These statements were making some of the participants nervous. I was witnessing lots of disapproval around the room. Some were whispering to their neighbors in discontent, others didn’t hide their extreme displeasure when Aleksandra stated that lesbian women joined their cause as well since the fight was for all women regardless of their background, social status, religion, race or sexual orientation. We were all victims and no one was spared.
Very few completely supported the idea of Feminism being the way to liberate our selves from the dictatorship of Patriarchy.
Although most of the women present admitted that there was a problem in their respective regions: that women were considered inferior, that there was lot of violence at home and in the public space, that they were themselves treated badly sometimes for being women’s rights activists. But still they were not able to see the real problem. It was difficult for them to push the limits as much as to break free from patriarchal chains of oppression. Everything was so deeply rooted in their minds and bodies, that it was difficult for them to understand LBT women’s issues and how they also needed the support of women’s movement. They were having hard time picturing female sex workers joining their cause in the streets…what then society would tell? They already had too many problems without including all those marginalized groups of women in their organizations.
It was sad to witness all this and realize that women activists in our region still lacked the courage to interfere with the core of the problem. They felt they had too much to lose on the way. Even though already they were taking some courageous steps to change things in their respective societies but still with defined limits.

> GIVEN ENTRIES:
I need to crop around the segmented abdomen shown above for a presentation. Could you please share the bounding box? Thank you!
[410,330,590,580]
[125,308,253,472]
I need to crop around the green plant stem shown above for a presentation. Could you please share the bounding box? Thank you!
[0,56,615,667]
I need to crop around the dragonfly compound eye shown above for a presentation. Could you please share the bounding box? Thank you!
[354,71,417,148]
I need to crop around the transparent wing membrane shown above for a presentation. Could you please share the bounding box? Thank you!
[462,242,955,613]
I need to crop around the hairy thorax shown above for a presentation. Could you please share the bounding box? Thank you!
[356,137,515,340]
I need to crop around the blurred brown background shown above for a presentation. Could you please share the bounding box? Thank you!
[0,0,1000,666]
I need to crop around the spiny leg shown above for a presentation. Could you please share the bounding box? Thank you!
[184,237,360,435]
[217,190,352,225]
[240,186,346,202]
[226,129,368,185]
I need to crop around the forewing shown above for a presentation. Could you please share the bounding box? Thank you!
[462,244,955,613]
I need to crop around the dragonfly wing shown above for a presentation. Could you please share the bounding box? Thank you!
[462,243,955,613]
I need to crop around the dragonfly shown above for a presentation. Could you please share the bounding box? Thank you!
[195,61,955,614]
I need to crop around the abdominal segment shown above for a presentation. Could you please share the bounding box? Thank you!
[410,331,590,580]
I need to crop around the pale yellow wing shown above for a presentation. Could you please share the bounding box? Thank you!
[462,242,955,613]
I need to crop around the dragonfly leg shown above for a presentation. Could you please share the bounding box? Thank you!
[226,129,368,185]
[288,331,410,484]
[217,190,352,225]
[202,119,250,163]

> REQUIRED WORK:
Reproduce the entire passage on women activists word for word. The lines are separate from the passage on women activists.

> SOLUTION FOR THIS TASK:
These statements were making some of the participants nervous. I was witnessing lots of disapproval around the room. Some were whispering to their neighbors in discontent, others didn’t hide their extreme displeasure when Aleksandra stated that lesbian women joined their cause as well since the fight was for all women regardless of their background, social status, religion, race or sexual orientation. We were all victims and no one was spared.
Very few completely supported the idea of Feminism being the way to liberate our selves from the dictatorship of Patriarchy.
Although most of the women present admitted that there was a problem in their respective regions: that women were considered inferior, that there was lot of violence at home and in the public space, that they were themselves treated badly sometimes for being women’s rights activists. But still they were not able to see the real problem. It was difficult for them to push the limits as much as to break free from patriarchal chains of oppression. Everything was so deeply rooted in their minds and bodies, that it was difficult for them to understand LBT women’s issues and how they also needed the support of women’s movement. They were having hard time picturing female sex workers joining their cause in the streets…what then society would tell? They already had too many problems without including all those marginalized groups of women in their organizations.
It was sad to witness all this and realize that women activists in our region still lacked the courage to interfere with the core of the problem. They felt they had too much to lose on the way. Even though already they were taking some courageous steps to change things in their respective societies but still with defined limits.